(Records from a collection)
########################################
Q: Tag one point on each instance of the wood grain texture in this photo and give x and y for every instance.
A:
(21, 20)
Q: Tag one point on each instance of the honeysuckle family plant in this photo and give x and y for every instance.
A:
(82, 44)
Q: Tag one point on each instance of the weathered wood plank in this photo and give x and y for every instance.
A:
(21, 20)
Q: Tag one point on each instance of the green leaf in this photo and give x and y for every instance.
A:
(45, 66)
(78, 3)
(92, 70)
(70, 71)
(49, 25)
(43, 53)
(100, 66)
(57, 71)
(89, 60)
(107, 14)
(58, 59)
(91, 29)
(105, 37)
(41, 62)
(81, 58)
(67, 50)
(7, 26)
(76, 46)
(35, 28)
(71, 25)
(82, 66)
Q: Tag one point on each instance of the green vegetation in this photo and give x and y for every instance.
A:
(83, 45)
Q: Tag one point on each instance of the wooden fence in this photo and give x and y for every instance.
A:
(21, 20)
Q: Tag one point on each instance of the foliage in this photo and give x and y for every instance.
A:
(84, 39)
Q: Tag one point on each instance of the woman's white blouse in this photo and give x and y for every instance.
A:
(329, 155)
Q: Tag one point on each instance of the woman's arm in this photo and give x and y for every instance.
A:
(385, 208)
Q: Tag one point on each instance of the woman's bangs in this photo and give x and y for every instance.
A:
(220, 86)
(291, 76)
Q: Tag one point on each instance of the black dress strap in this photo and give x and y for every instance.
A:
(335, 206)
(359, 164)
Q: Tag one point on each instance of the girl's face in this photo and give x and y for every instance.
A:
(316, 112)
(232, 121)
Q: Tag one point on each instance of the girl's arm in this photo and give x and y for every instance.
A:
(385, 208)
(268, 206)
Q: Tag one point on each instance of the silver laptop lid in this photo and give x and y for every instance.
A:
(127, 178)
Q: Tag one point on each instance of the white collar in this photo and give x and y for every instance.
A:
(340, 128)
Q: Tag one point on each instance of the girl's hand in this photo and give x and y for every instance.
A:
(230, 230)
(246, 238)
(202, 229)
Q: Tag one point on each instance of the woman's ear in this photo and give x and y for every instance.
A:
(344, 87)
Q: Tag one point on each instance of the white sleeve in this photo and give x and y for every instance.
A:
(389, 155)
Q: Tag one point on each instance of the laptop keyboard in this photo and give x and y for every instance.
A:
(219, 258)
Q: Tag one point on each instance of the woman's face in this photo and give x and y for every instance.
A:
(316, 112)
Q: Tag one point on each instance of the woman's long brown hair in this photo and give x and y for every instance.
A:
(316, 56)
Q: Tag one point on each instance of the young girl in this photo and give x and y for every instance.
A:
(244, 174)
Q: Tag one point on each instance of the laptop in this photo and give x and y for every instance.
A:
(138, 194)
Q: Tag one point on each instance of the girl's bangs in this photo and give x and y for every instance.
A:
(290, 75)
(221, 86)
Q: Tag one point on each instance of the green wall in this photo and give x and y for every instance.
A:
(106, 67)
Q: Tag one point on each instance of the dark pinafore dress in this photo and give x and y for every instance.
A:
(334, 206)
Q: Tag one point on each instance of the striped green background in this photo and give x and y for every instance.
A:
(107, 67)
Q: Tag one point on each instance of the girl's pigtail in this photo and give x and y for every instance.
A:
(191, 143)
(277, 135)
########################################
WORK ORDER:
Which of the lines above mention the word "bangs"? Pull those lines out.

WRITTEN SOLUTION:
Q: Tag one point on each instance of the woman's bangs in this photo and give x and y for every instance.
Q: Tag one point on each instance of the girl's bangs in this photo and give x and y for every instance.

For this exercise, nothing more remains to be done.